[Short problem]: Write out only the tail of the records, beginning at the line containing "of the tree" and including the last line, exactly as written.

(Records from a data collection)
▼

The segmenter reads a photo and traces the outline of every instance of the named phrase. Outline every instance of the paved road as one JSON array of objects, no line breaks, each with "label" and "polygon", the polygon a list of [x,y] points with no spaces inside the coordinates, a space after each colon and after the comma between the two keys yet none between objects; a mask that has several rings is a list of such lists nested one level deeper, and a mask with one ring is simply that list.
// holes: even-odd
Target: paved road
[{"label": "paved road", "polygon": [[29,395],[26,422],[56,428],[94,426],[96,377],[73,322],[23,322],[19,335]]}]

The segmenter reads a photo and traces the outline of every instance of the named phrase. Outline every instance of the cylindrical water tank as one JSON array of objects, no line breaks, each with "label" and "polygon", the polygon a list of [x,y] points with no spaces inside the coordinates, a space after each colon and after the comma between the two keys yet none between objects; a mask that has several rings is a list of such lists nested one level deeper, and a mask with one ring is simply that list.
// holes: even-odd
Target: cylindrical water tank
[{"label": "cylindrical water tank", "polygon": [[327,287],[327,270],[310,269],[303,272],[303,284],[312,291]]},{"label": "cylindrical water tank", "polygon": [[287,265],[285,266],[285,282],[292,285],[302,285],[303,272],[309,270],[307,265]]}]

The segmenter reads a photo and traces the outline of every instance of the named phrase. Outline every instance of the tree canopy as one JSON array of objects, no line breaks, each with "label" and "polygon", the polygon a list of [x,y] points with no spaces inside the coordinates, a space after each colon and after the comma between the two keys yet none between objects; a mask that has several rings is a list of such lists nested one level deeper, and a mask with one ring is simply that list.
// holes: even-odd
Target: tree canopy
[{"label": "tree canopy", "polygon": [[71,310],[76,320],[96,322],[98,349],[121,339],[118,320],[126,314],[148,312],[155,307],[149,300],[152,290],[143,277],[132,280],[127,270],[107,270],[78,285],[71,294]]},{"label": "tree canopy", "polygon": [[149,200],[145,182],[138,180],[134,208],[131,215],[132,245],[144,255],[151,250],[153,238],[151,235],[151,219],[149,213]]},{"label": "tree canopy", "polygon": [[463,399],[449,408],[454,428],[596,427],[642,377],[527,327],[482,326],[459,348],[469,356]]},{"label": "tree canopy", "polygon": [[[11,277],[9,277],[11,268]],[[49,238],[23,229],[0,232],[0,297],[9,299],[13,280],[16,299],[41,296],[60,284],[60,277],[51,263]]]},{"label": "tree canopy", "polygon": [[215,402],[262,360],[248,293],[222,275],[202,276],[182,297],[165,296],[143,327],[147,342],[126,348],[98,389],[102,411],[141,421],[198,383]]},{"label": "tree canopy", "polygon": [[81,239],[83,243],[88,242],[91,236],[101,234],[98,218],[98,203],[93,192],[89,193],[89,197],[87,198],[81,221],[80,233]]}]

▲

[Complete response]:
The segmenter reads a photo and traces the outline of every instance of the named phrase. Outline every instance of the tree canopy as one JSON array of objects, no line breaks, each with "label" and "polygon", the polygon a list of [x,y] points with no spaces inside the coordinates, a space after each colon and after the comma between the two keys yet none between objects; a mask that has several rings is a list of such lists nested one level deeper, and a mask with one ring is simply that list.
// holes: even-odd
Target: tree canopy
[{"label": "tree canopy", "polygon": [[71,310],[76,320],[96,322],[98,349],[121,339],[118,320],[126,314],[148,312],[155,307],[149,300],[152,290],[143,277],[132,280],[127,270],[107,270],[78,285],[71,294]]},{"label": "tree canopy", "polygon": [[149,200],[145,182],[138,180],[134,208],[131,215],[132,245],[144,255],[151,250],[153,238],[151,235],[151,219],[149,213]]},{"label": "tree canopy", "polygon": [[463,399],[449,408],[454,428],[596,427],[642,377],[527,327],[482,326],[459,348],[469,356]]},{"label": "tree canopy", "polygon": [[[11,277],[9,277],[11,268]],[[49,238],[23,229],[0,232],[0,297],[9,299],[13,280],[16,299],[41,296],[60,284],[60,277],[51,263]]]},{"label": "tree canopy", "polygon": [[215,402],[262,360],[248,293],[222,275],[202,276],[182,297],[165,296],[143,327],[147,342],[126,348],[98,389],[102,411],[141,421],[198,383]]},{"label": "tree canopy", "polygon": [[81,239],[83,243],[88,242],[91,236],[101,234],[98,218],[98,203],[93,192],[89,193],[89,197],[87,198],[81,221],[80,233]]}]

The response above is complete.